Objectives:
**A)** List every winding named in the text on four-phase winding signals.
**B)** Answer these questions from the text on four-phase winding signals:
(i) Which microcontroller does the text give as an example whose ordinary timers cannot generate the sequence in hardware?
(ii) Which chapters of the datasheet describe the timers and prescaler hardware?
(iii) What did the writer use to generate the four-phase signals from ATmega timers?
**C)** Carry on the text on four-phase winding signals from the point where it stops.

Text shown:
— begin —

From that you can see there are several different signal sequences. I'd suggest you start with the simplest single step sequence, i.e.

Winding 1a 1000100010001000100010001  
Winding 1b 0010001000100010001000100  
Winding 2a 0100010001000100010001000  
Winding 2b 0001000100010001000100010  

If you draw graphs of those signals, you will see that there are four signals, and each signal is on for a quarter of the time. Ordinary timers in, for example, ATmega328 aren't capable of generating this sequence in hardware.

I've generated the four-phase signals from ATmega timers using interrupt service routines (ISRs). It's an interesting exercise.

The datasheet describes the timers, and the prescaler hardware, which sets the base counting rate, in four chapters (19 to 22). They are reasonably understandable if you have read this sort of stuff before; but if this is all new to you, it may be better to find an Arduino library that sets them up in a helpful way.

— end —

Listed records:
— begin —

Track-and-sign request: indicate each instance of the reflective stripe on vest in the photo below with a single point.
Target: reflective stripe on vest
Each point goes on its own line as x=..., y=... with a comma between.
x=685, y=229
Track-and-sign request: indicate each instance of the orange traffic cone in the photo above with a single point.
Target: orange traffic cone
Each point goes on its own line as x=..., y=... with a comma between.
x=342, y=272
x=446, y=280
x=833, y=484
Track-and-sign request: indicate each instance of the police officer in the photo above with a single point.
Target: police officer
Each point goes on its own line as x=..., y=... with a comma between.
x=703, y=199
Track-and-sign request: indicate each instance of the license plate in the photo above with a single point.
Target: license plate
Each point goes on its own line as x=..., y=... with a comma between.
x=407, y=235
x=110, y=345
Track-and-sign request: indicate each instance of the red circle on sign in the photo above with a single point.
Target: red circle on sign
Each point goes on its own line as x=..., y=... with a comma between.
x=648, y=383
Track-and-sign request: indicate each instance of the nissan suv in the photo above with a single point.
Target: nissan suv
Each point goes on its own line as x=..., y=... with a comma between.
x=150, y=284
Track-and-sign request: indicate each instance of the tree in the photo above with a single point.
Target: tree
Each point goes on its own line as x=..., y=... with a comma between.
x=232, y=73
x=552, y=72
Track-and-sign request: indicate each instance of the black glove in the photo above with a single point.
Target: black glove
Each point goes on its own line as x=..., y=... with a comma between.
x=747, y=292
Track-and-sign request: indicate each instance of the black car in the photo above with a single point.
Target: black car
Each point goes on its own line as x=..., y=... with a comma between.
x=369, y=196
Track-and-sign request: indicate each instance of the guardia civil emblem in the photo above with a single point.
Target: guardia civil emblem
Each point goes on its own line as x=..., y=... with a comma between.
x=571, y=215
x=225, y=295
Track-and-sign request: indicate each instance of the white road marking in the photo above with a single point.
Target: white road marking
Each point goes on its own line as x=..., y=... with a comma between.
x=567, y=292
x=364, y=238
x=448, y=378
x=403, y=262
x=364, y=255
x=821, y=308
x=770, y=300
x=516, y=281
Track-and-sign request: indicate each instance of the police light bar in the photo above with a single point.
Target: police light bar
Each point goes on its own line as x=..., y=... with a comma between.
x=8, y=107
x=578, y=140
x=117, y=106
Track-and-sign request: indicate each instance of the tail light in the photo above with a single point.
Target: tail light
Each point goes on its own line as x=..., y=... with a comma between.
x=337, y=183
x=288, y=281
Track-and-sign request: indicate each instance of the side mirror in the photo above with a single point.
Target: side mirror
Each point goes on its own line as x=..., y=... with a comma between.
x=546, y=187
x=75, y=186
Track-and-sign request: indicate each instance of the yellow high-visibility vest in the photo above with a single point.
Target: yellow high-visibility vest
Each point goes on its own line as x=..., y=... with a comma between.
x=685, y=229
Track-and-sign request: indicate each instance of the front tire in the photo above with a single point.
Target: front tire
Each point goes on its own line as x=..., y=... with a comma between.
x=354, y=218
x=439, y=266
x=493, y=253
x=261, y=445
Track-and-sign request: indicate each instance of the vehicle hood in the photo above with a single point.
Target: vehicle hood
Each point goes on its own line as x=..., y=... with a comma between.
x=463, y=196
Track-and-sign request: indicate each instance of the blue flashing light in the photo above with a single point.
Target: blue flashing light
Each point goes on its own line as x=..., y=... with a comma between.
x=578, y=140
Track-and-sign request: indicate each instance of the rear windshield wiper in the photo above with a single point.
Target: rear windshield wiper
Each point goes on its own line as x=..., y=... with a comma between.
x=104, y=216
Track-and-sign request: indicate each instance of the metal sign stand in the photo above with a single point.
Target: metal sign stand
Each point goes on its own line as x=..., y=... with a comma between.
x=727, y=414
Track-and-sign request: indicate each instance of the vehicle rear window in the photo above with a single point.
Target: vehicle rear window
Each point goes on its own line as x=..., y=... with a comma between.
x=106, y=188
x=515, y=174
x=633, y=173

— end —

Responses per task:
**A)** Winding 1a, Winding 1b, Winding 2a, Winding 2b

**B)**
(i) ATmega328
(ii) Chapters 19 to 22
(iii) Interrupt service routines (ISRs)

**C)**
(I looked for one about 8 years ago, and didn't find anything I liked, so I evolved my own, rather quirky library, but you may find something that fits your needs using a web search engine.)

So you have a few straightforward options:

  1. use an MCU with timers designed for driving four phase signals
  2. carefully design your software so that it's main loop is fast enough to accurately generate the four signals
  3. use interrupt service routines, driven by timers, to generate the signals
  4. use a stepper motor driver module or chip

There are several Arduino stepper libraries which work on the basis that your main loop is written so that it calls the library often enough to drive the signals, option 3, for example the Arduino AccelStepper library.